Na década de 1940 as questões ambientais evoluíram paradigmaticamente com as primeiras florestas nacionais e as reservas biológicas. Na ótica de Salomão (1997), as florestas nacionais foram tipificadas como florestas de rendimento previstas no Código Florestal de 1934, tendo como marco a Floresta Araripe-Apodi/CE criado pelo Serviço Florestal em 1946, e os parques florestais estabelecidos pelo Instituto do Pinho nas regiões Sul e Sudeste em 1944.
O surgimento de novos parques foi notavelmente observado por Quintão (1983, p. 13-28), quando cita a criação dos PARNA Aparados da Serra (RS/SC), Araguaia (GO, depois TO) e Ubajara (CE), todos criados em 1959, durante a gestão do então presidente Juscelino Kubitschek de Oliveira. As novas unidades de conservação fundadas localizaram-se em locais mais remotos do país, numa tentativa de conter o desflorestamento provocado pelo o avanço da fronteira agrícola. Desse modo, em 1961 nove parques nacionais foram instituidos – Emas e Chapada dos Veadeiros (GO), Caparaó (MG/ES), Sete Cidades (PI), Monte Pascoal (BA), São Joaquim (SC), Tijuca (RJ), Brasília (DF) e Sete Quedas (PR). Este último seria extinto em 1980 por causa da grande hidrelétrica de Itaipu.

**Tarefa proposta 1**
Transcreva na íntegra o trecho sobre as primeiras florestas e parques nacionais do Brasil, sem mudar nenhuma palavra ou sinal.
**Tarefa proposta 2**
Transforme em uma tabela Markdown as linhas dos dados fornecidos abaixo, começando pela que contém "In this exercise you will tag every instance of the amber" e parando depois da que contém "<point>449,317</point>". Use as colunas Nº, com o número de ordem, e Conteúdo, com a linha em si, e deixe de fora as linhas em branco.

**Dados fornecidos**
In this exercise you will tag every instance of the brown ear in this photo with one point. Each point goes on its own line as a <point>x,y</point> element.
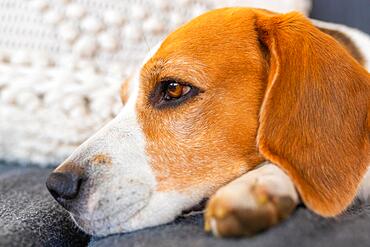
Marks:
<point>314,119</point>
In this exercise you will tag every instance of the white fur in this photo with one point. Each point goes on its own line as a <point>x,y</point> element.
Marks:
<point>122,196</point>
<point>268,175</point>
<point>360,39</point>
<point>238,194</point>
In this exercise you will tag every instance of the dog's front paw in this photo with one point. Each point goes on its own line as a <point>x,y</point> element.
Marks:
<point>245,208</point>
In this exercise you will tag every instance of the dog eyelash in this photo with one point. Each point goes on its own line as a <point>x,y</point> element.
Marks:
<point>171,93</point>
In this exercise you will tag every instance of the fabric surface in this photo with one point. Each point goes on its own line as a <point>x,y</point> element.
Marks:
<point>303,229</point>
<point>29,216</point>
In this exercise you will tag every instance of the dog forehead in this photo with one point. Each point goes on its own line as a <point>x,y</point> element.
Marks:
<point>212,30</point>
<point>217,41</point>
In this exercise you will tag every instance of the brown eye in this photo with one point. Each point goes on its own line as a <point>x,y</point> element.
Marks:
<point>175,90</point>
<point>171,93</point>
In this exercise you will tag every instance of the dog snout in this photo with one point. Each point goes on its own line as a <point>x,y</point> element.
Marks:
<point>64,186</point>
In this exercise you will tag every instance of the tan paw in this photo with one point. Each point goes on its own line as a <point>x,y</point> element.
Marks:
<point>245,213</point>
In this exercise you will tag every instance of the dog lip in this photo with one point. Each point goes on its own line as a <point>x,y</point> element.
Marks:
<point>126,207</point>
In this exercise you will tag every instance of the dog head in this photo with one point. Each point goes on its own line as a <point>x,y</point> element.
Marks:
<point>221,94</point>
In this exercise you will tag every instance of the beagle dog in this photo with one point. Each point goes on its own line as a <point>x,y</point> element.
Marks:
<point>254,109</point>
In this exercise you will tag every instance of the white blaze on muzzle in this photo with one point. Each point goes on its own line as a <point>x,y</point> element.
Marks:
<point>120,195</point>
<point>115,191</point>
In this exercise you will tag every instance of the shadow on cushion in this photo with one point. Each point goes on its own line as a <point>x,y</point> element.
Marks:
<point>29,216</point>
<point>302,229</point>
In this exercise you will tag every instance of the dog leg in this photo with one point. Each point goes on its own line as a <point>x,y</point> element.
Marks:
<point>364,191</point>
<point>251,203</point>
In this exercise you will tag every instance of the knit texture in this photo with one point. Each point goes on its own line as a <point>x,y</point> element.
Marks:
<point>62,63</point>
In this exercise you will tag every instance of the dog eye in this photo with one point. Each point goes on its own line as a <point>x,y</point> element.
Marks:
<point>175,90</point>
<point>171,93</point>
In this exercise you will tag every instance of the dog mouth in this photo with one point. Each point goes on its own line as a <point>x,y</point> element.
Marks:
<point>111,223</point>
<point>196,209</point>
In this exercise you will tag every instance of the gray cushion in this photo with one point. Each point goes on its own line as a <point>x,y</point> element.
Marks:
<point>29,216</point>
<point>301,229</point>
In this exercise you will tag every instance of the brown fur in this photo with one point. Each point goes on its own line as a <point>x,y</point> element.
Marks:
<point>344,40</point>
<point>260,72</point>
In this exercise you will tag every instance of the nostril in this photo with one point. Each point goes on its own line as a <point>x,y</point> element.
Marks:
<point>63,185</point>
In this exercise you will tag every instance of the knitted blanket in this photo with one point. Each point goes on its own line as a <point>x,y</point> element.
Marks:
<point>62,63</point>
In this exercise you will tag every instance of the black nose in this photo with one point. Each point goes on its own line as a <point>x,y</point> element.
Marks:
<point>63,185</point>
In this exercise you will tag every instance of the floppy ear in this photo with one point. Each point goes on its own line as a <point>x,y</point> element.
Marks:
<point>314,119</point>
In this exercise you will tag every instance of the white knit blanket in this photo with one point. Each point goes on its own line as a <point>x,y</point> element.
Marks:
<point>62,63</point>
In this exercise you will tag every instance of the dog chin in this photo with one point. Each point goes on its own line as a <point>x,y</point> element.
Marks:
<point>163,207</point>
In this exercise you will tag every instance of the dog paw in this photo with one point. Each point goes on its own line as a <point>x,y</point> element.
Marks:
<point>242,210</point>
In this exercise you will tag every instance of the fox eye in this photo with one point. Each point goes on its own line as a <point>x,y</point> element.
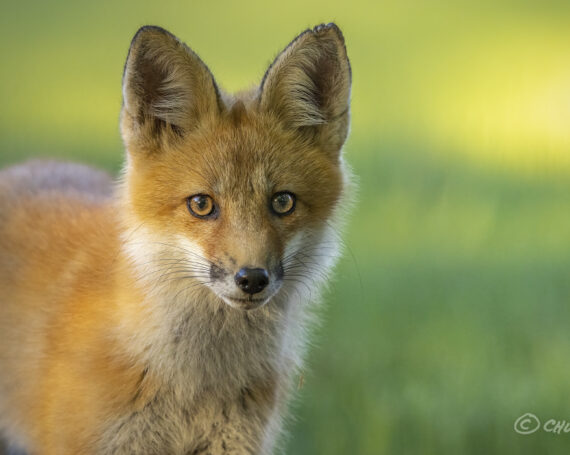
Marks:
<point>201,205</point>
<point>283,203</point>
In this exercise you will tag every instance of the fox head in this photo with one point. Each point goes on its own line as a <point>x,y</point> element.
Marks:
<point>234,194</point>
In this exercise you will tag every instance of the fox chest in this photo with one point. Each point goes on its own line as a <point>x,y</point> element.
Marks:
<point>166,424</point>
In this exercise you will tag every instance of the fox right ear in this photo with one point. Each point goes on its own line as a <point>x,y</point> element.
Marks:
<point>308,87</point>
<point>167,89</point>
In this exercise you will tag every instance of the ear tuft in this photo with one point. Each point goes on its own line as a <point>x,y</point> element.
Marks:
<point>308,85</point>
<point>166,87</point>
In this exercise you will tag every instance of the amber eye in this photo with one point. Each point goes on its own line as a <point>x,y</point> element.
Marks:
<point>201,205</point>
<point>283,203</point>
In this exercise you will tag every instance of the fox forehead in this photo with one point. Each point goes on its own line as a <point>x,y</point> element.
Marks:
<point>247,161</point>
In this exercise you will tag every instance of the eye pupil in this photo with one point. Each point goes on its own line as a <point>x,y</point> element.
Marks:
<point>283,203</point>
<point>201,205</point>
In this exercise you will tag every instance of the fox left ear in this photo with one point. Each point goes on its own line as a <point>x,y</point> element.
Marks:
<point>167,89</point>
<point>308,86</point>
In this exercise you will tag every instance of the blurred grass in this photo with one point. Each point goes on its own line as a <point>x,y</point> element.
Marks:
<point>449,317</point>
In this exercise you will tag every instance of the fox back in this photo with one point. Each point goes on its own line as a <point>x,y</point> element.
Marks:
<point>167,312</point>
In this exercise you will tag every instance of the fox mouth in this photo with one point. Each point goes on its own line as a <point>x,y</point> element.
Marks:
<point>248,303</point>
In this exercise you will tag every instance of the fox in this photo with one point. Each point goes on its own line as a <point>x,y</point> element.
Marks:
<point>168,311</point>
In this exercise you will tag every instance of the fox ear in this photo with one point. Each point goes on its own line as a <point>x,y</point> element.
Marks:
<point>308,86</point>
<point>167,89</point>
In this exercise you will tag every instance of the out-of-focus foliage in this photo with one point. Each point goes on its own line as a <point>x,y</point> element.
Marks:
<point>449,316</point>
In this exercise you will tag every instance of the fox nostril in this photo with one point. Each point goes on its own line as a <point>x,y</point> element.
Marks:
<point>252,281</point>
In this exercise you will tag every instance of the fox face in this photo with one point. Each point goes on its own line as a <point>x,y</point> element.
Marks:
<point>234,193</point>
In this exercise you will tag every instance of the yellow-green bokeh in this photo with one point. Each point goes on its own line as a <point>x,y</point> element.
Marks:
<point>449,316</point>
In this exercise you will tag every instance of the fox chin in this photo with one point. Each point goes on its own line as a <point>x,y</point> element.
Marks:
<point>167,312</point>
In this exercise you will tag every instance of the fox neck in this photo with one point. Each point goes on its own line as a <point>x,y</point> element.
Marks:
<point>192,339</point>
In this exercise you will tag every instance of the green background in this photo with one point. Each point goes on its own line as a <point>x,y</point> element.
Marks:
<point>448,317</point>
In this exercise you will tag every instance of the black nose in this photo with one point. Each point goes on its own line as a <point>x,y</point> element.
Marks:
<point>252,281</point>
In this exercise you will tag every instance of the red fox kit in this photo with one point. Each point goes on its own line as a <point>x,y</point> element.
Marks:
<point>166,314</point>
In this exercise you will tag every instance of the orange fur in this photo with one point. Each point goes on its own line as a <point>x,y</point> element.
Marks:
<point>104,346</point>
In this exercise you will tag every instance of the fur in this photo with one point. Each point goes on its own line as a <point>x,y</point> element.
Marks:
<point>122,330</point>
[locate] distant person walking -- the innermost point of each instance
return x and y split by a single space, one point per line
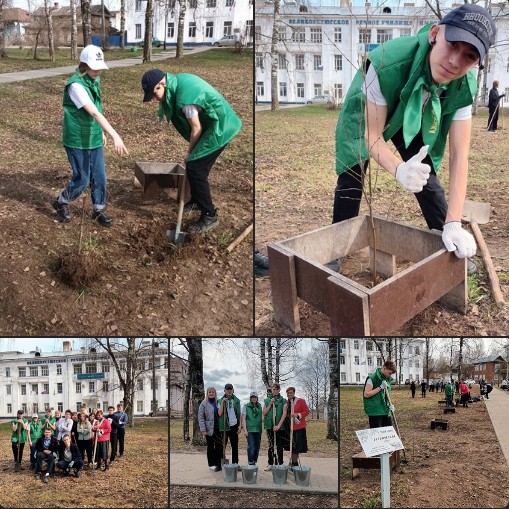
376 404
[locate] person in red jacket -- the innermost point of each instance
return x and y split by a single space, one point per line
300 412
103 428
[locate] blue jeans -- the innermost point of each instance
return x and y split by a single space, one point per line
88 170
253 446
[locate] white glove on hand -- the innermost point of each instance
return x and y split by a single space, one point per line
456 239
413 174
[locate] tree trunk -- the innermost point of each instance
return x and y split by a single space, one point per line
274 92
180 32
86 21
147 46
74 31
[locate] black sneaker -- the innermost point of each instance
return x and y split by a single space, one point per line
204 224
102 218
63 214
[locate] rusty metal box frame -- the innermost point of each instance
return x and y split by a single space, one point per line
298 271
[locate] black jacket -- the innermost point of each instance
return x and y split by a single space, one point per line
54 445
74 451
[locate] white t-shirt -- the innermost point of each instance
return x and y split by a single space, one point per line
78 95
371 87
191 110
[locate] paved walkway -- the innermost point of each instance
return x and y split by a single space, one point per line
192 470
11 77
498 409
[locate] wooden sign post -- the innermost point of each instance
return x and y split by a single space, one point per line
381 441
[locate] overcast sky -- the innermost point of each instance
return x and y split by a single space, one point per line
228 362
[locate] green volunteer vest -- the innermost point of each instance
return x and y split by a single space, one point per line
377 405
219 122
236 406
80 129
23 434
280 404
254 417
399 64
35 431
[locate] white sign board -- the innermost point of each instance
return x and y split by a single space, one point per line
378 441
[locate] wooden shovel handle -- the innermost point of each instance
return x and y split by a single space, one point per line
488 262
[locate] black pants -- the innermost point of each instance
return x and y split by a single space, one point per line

**Resposta correta 1**
Na década de 1940 as questões ambientais evoluíram paradigmaticamente com as primeiras florestas nacionais e as reservas biológicas. Na ótica de Salomão (1997), as florestas nacionais foram tipificadas como florestas de rendimento previstas no Código Florestal de 1934, tendo como marco a Floresta Araripe-Apodi/CE criado pelo Serviço Florestal em 1946, e os parques florestais estabelecidos pelo Instituto do Pinho nas regiões Sul e Sudeste em 1944.
O surgimento de novos parques foi notavelmente observado por Quintão (1983, p. 13-28), quando cita a criação dos PARNA Aparados da Serra (RS/SC), Araguaia (GO, depois TO) e Ubajara (CE), todos criados em 1959, durante a gestão do então presidente Juscelino Kubitschek de Oliveira. As novas unidades de conservação fundadas localizaram-se em locais mais remotos do país, numa tentativa de conter o desflorestamento provocado pelo o avanço da fronteira agrícola. Desse modo, em 1961 nove parques nacionais foram instituidos – Emas e Chapada dos Veadeiros (GO), Caparaó (MG/ES), Sete Cidades (PI), Monte Pascoal (BA), São Joaquim (SC), Tijuca (RJ), Brasília (DF) e Sete Quedas (PR). Este último seria extinto em 1980 por causa da grande hidrelétrica de Itaipu.

**Resposta correta 2**
| Nº | Conteúdo |
|---|---|
| 1 | In this exercise you will tag every instance of the amber eye in this photo with one point. Each point goes on its own line as a <point>x,y</point> element. |
| 2 | Marks: |
| 3 | <point>201,205</point> |
| 4 | <point>283,203</point> |
| 5 | In this exercise you will tag every instance of the fox forehead in this photo with one point. Each point goes on its own line as a <point>x,y</point> element. |
| 6 | Marks: |
| 7 | <point>247,161</point> |
| 8 | In this exercise you will tag every instance of the eye pupil in this photo with one point. Each point goes on its own line as a <point>x,y</point> element. |
| 9 | Marks: |
| 10 | <point>283,203</point> |
| 11 | <point>201,205</point> |
| 12 | In this exercise you will tag every instance of the fox left ear in this photo with one point. Each point goes on its own line as a <point>x,y</point> element. |
| 13 | Marks: |
| 14 | <point>167,89</point> |
| 15 | <point>308,86</point> |
| 16 | In this exercise you will tag every instance of the blurred grass in this photo with one point. Each point goes on its own line as a <point>x,y</point> element. |
| 17 | Marks: |
| 18 | <point>449,317</point> |